### PROBLEM
Leave out the pictures, and write out exactly the lines from the beginning of the material to the line holding "[locate] pink lotus", that line included, and nothing else.

━━━━━━━━━━

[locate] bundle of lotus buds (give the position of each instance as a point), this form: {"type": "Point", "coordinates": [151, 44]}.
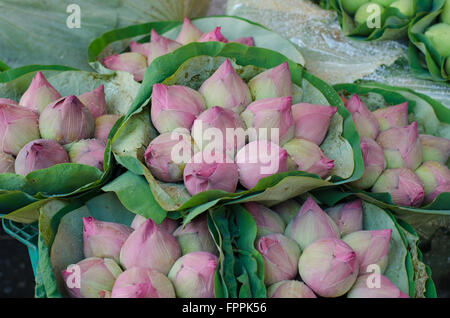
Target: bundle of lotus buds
{"type": "Point", "coordinates": [230, 132]}
{"type": "Point", "coordinates": [141, 55]}
{"type": "Point", "coordinates": [145, 260]}
{"type": "Point", "coordinates": [44, 129]}
{"type": "Point", "coordinates": [412, 167]}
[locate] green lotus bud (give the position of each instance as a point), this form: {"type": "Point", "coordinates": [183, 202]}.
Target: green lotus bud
{"type": "Point", "coordinates": [406, 7]}
{"type": "Point", "coordinates": [439, 36]}
{"type": "Point", "coordinates": [351, 6]}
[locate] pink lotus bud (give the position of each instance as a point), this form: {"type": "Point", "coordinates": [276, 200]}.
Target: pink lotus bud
{"type": "Point", "coordinates": [175, 107]}
{"type": "Point", "coordinates": [189, 33]}
{"type": "Point", "coordinates": [39, 94]}
{"type": "Point", "coordinates": [103, 239]}
{"type": "Point", "coordinates": [96, 277]}
{"type": "Point", "coordinates": [246, 41]}
{"type": "Point", "coordinates": [139, 282]}
{"type": "Point", "coordinates": [103, 125]}
{"type": "Point", "coordinates": [371, 248]}
{"type": "Point", "coordinates": [272, 114]}
{"type": "Point", "coordinates": [312, 121]}
{"type": "Point", "coordinates": [394, 116]}
{"type": "Point", "coordinates": [6, 163]}
{"type": "Point", "coordinates": [402, 148]}
{"type": "Point", "coordinates": [260, 159]}
{"type": "Point", "coordinates": [267, 221]}
{"type": "Point", "coordinates": [87, 152]}
{"type": "Point", "coordinates": [435, 178]}
{"type": "Point", "coordinates": [151, 247]}
{"type": "Point", "coordinates": [206, 171]}
{"type": "Point", "coordinates": [290, 289]}
{"type": "Point", "coordinates": [273, 83]}
{"type": "Point", "coordinates": [311, 224]}
{"type": "Point", "coordinates": [39, 154]}
{"type": "Point", "coordinates": [308, 157]}
{"type": "Point", "coordinates": [159, 46]}
{"type": "Point", "coordinates": [214, 35]}
{"type": "Point", "coordinates": [226, 89]}
{"type": "Point", "coordinates": [287, 209]}
{"type": "Point", "coordinates": [223, 121]}
{"type": "Point", "coordinates": [18, 126]}
{"type": "Point", "coordinates": [193, 275]}
{"type": "Point", "coordinates": [195, 237]}
{"type": "Point", "coordinates": [365, 122]}
{"type": "Point", "coordinates": [130, 62]}
{"type": "Point", "coordinates": [280, 255]}
{"type": "Point", "coordinates": [167, 155]}
{"type": "Point", "coordinates": [66, 120]}
{"type": "Point", "coordinates": [435, 148]}
{"type": "Point", "coordinates": [375, 286]}
{"type": "Point", "coordinates": [95, 101]}
{"type": "Point", "coordinates": [347, 216]}
{"type": "Point", "coordinates": [374, 163]}
{"type": "Point", "coordinates": [141, 48]}
{"type": "Point", "coordinates": [329, 267]}
{"type": "Point", "coordinates": [403, 185]}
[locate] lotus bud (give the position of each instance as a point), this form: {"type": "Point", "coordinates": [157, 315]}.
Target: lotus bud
{"type": "Point", "coordinates": [290, 289]}
{"type": "Point", "coordinates": [308, 157]}
{"type": "Point", "coordinates": [403, 185]}
{"type": "Point", "coordinates": [365, 122]}
{"type": "Point", "coordinates": [249, 41]}
{"type": "Point", "coordinates": [39, 154]}
{"type": "Point", "coordinates": [371, 248]}
{"type": "Point", "coordinates": [66, 120]}
{"type": "Point", "coordinates": [139, 282]}
{"type": "Point", "coordinates": [175, 107]}
{"type": "Point", "coordinates": [272, 114]}
{"type": "Point", "coordinates": [260, 159]}
{"type": "Point", "coordinates": [189, 33]}
{"type": "Point", "coordinates": [375, 286]}
{"type": "Point", "coordinates": [394, 116]}
{"type": "Point", "coordinates": [95, 101]}
{"type": "Point", "coordinates": [141, 48]}
{"type": "Point", "coordinates": [435, 178]}
{"type": "Point", "coordinates": [214, 35]}
{"type": "Point", "coordinates": [273, 83]}
{"type": "Point", "coordinates": [347, 216]}
{"type": "Point", "coordinates": [130, 62]}
{"type": "Point", "coordinates": [18, 126]}
{"type": "Point", "coordinates": [312, 121]}
{"type": "Point", "coordinates": [267, 221]}
{"type": "Point", "coordinates": [151, 247]}
{"type": "Point", "coordinates": [401, 146]}
{"type": "Point", "coordinates": [87, 152]}
{"type": "Point", "coordinates": [374, 163]}
{"type": "Point", "coordinates": [103, 125]}
{"type": "Point", "coordinates": [329, 267]}
{"type": "Point", "coordinates": [167, 155]}
{"type": "Point", "coordinates": [311, 224]}
{"type": "Point", "coordinates": [435, 148]}
{"type": "Point", "coordinates": [39, 94]}
{"type": "Point", "coordinates": [195, 237]}
{"type": "Point", "coordinates": [287, 209]}
{"type": "Point", "coordinates": [193, 275]}
{"type": "Point", "coordinates": [226, 89]}
{"type": "Point", "coordinates": [159, 46]}
{"type": "Point", "coordinates": [219, 120]}
{"type": "Point", "coordinates": [103, 239]}
{"type": "Point", "coordinates": [280, 255]}
{"type": "Point", "coordinates": [96, 277]}
{"type": "Point", "coordinates": [207, 171]}
{"type": "Point", "coordinates": [6, 163]}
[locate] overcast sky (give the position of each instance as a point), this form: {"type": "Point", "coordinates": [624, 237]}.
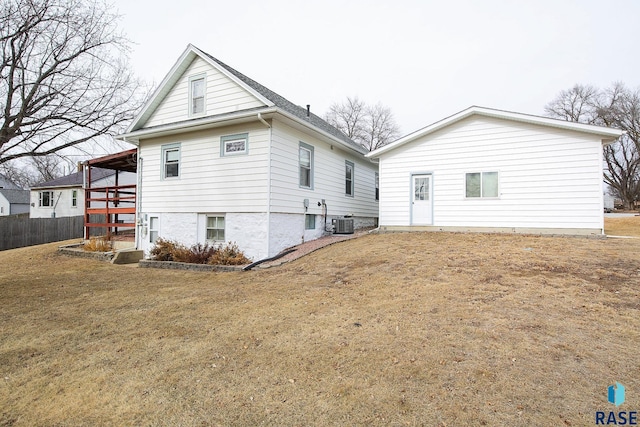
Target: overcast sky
{"type": "Point", "coordinates": [426, 60]}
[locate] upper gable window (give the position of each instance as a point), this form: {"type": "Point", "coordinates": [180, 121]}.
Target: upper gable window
{"type": "Point", "coordinates": [197, 86]}
{"type": "Point", "coordinates": [348, 178]}
{"type": "Point", "coordinates": [171, 161]}
{"type": "Point", "coordinates": [231, 145]}
{"type": "Point", "coordinates": [305, 165]}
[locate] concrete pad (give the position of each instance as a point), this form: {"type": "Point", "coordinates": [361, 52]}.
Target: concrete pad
{"type": "Point", "coordinates": [127, 257]}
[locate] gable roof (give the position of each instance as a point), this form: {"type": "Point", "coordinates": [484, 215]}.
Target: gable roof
{"type": "Point", "coordinates": [271, 100]}
{"type": "Point", "coordinates": [75, 179]}
{"type": "Point", "coordinates": [7, 183]}
{"type": "Point", "coordinates": [15, 197]}
{"type": "Point", "coordinates": [607, 134]}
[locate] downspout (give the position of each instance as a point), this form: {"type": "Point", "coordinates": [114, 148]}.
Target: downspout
{"type": "Point", "coordinates": [139, 223]}
{"type": "Point", "coordinates": [268, 182]}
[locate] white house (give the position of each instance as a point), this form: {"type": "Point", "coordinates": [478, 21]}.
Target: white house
{"type": "Point", "coordinates": [13, 199]}
{"type": "Point", "coordinates": [65, 196]}
{"type": "Point", "coordinates": [222, 158]}
{"type": "Point", "coordinates": [489, 170]}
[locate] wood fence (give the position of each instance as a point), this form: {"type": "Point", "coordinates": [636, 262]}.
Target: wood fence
{"type": "Point", "coordinates": [17, 231]}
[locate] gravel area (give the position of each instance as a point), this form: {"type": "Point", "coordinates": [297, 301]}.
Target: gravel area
{"type": "Point", "coordinates": [313, 245]}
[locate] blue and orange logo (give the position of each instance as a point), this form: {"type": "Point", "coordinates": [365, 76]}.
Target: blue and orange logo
{"type": "Point", "coordinates": [616, 396]}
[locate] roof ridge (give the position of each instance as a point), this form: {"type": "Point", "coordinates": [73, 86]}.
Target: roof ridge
{"type": "Point", "coordinates": [288, 106]}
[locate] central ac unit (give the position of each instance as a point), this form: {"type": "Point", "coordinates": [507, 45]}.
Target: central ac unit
{"type": "Point", "coordinates": [343, 226]}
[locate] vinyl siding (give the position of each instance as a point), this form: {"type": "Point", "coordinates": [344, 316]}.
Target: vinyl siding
{"type": "Point", "coordinates": [208, 182]}
{"type": "Point", "coordinates": [328, 177]}
{"type": "Point", "coordinates": [548, 178]}
{"type": "Point", "coordinates": [222, 95]}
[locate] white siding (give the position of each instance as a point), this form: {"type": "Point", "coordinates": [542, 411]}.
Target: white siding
{"type": "Point", "coordinates": [328, 177]}
{"type": "Point", "coordinates": [223, 95]}
{"type": "Point", "coordinates": [208, 182]}
{"type": "Point", "coordinates": [548, 178]}
{"type": "Point", "coordinates": [5, 206]}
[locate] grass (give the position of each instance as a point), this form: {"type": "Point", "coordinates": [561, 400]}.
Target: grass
{"type": "Point", "coordinates": [398, 329]}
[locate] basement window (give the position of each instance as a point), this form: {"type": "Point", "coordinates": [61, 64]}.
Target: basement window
{"type": "Point", "coordinates": [215, 228]}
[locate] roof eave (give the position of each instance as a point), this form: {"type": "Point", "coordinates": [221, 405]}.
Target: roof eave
{"type": "Point", "coordinates": [608, 135]}
{"type": "Point", "coordinates": [193, 125]}
{"type": "Point", "coordinates": [361, 151]}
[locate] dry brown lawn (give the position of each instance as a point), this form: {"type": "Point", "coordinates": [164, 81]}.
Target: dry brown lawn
{"type": "Point", "coordinates": [399, 329]}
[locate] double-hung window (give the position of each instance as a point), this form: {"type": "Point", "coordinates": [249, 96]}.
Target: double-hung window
{"type": "Point", "coordinates": [305, 163]}
{"type": "Point", "coordinates": [348, 178]}
{"type": "Point", "coordinates": [481, 185]}
{"type": "Point", "coordinates": [154, 228]}
{"type": "Point", "coordinates": [45, 199]}
{"type": "Point", "coordinates": [171, 161]}
{"type": "Point", "coordinates": [232, 145]}
{"type": "Point", "coordinates": [215, 228]}
{"type": "Point", "coordinates": [309, 222]}
{"type": "Point", "coordinates": [197, 95]}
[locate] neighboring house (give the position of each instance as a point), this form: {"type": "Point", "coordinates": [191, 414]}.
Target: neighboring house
{"type": "Point", "coordinates": [489, 170]}
{"type": "Point", "coordinates": [13, 201]}
{"type": "Point", "coordinates": [222, 158]}
{"type": "Point", "coordinates": [65, 196]}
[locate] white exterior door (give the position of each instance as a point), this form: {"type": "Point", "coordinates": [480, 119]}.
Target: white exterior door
{"type": "Point", "coordinates": [421, 199]}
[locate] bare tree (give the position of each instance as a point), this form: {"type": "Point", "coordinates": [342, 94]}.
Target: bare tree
{"type": "Point", "coordinates": [370, 126]}
{"type": "Point", "coordinates": [578, 104]}
{"type": "Point", "coordinates": [64, 76]}
{"type": "Point", "coordinates": [617, 107]}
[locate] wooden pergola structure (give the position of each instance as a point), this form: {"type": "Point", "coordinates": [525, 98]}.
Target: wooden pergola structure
{"type": "Point", "coordinates": [115, 204]}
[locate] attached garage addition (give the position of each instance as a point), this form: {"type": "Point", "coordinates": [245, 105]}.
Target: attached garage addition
{"type": "Point", "coordinates": [491, 170]}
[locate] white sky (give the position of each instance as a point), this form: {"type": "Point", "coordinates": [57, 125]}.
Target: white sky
{"type": "Point", "coordinates": [426, 60]}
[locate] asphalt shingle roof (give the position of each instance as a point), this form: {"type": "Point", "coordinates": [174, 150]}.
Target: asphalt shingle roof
{"type": "Point", "coordinates": [288, 106]}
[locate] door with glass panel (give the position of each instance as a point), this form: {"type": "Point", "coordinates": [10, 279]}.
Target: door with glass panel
{"type": "Point", "coordinates": [421, 199]}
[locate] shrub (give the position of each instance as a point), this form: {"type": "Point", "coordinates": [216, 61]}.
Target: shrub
{"type": "Point", "coordinates": [98, 244]}
{"type": "Point", "coordinates": [229, 254]}
{"type": "Point", "coordinates": [196, 254]}
{"type": "Point", "coordinates": [170, 250]}
{"type": "Point", "coordinates": [164, 250]}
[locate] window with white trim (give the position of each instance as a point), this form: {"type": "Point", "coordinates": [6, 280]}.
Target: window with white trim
{"type": "Point", "coordinates": [215, 228]}
{"type": "Point", "coordinates": [348, 178]}
{"type": "Point", "coordinates": [309, 222]}
{"type": "Point", "coordinates": [197, 95]}
{"type": "Point", "coordinates": [232, 145]}
{"type": "Point", "coordinates": [154, 228]}
{"type": "Point", "coordinates": [481, 185]}
{"type": "Point", "coordinates": [171, 161]}
{"type": "Point", "coordinates": [305, 165]}
{"type": "Point", "coordinates": [45, 199]}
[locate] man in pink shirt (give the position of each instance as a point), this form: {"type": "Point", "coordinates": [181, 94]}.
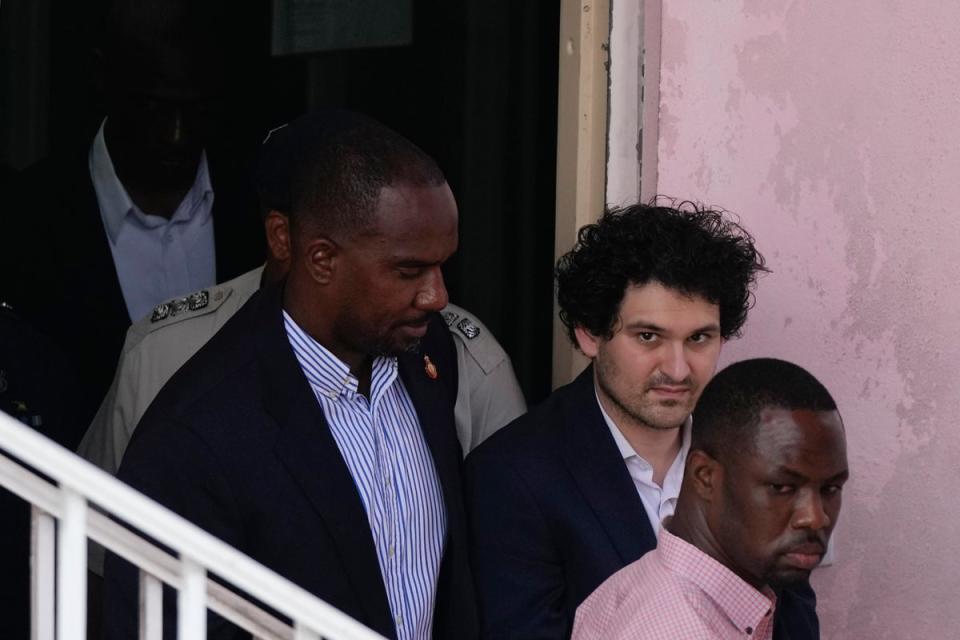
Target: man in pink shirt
{"type": "Point", "coordinates": [761, 493]}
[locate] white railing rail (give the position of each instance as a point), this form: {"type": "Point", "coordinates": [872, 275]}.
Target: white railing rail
{"type": "Point", "coordinates": [59, 554]}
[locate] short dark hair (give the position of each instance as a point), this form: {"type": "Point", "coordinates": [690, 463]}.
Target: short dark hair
{"type": "Point", "coordinates": [327, 168]}
{"type": "Point", "coordinates": [728, 412]}
{"type": "Point", "coordinates": [687, 247]}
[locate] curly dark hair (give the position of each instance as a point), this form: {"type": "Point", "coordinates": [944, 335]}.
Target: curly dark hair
{"type": "Point", "coordinates": [687, 247]}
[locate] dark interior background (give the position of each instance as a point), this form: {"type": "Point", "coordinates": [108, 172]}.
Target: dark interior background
{"type": "Point", "coordinates": [477, 89]}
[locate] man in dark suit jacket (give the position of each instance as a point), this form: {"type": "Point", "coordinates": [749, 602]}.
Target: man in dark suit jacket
{"type": "Point", "coordinates": [255, 439]}
{"type": "Point", "coordinates": [163, 92]}
{"type": "Point", "coordinates": [576, 489]}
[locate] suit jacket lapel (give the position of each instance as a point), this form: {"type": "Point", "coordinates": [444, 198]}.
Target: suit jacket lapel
{"type": "Point", "coordinates": [435, 411]}
{"type": "Point", "coordinates": [309, 452]}
{"type": "Point", "coordinates": [599, 470]}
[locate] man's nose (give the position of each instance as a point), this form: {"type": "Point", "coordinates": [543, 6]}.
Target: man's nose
{"type": "Point", "coordinates": [433, 295]}
{"type": "Point", "coordinates": [810, 512]}
{"type": "Point", "coordinates": [675, 365]}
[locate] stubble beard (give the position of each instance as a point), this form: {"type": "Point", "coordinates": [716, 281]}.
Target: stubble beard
{"type": "Point", "coordinates": [643, 411]}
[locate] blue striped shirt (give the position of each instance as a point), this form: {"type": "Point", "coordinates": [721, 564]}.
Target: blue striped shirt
{"type": "Point", "coordinates": [381, 441]}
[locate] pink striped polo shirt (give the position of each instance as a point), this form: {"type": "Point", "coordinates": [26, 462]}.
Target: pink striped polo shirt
{"type": "Point", "coordinates": [675, 591]}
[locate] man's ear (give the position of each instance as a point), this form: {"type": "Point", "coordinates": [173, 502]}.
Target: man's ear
{"type": "Point", "coordinates": [704, 473]}
{"type": "Point", "coordinates": [320, 258]}
{"type": "Point", "coordinates": [589, 344]}
{"type": "Point", "coordinates": [277, 227]}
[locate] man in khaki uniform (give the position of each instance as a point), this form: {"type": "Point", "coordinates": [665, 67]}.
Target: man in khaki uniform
{"type": "Point", "coordinates": [488, 395]}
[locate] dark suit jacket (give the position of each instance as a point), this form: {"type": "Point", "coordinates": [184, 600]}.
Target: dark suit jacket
{"type": "Point", "coordinates": [237, 443]}
{"type": "Point", "coordinates": [57, 271]}
{"type": "Point", "coordinates": [553, 513]}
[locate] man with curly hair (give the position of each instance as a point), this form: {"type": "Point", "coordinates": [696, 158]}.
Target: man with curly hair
{"type": "Point", "coordinates": [576, 489]}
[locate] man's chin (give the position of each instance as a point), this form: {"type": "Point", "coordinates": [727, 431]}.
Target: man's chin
{"type": "Point", "coordinates": [396, 348]}
{"type": "Point", "coordinates": [789, 577]}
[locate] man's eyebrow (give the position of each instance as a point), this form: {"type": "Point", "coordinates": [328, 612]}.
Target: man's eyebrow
{"type": "Point", "coordinates": [786, 471]}
{"type": "Point", "coordinates": [643, 325]}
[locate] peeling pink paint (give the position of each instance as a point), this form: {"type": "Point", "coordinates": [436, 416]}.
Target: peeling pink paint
{"type": "Point", "coordinates": [833, 129]}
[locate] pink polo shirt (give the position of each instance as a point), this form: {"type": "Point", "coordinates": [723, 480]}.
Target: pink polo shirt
{"type": "Point", "coordinates": [675, 591]}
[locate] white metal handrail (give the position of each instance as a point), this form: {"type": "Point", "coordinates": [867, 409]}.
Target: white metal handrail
{"type": "Point", "coordinates": [81, 483]}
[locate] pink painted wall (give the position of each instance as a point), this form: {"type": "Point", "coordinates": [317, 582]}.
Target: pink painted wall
{"type": "Point", "coordinates": [833, 128]}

━━━━━━━━━━

### OUTPUT OF THE TASK
[locate] bundle of lotus buds (give the position of each instance as a point), this form: {"type": "Point", "coordinates": [151, 44]}.
Target: bundle of lotus buds
{"type": "Point", "coordinates": [230, 132]}
{"type": "Point", "coordinates": [141, 55]}
{"type": "Point", "coordinates": [145, 260]}
{"type": "Point", "coordinates": [44, 129]}
{"type": "Point", "coordinates": [412, 167]}
[locate] green lotus bud (give the position of each instance as a point), this form: {"type": "Point", "coordinates": [183, 202]}.
Target: green lotus bud
{"type": "Point", "coordinates": [406, 7]}
{"type": "Point", "coordinates": [439, 36]}
{"type": "Point", "coordinates": [351, 6]}
[locate] pink lotus bud (give the position of each instance as a point), this form: {"type": "Point", "coordinates": [276, 200]}.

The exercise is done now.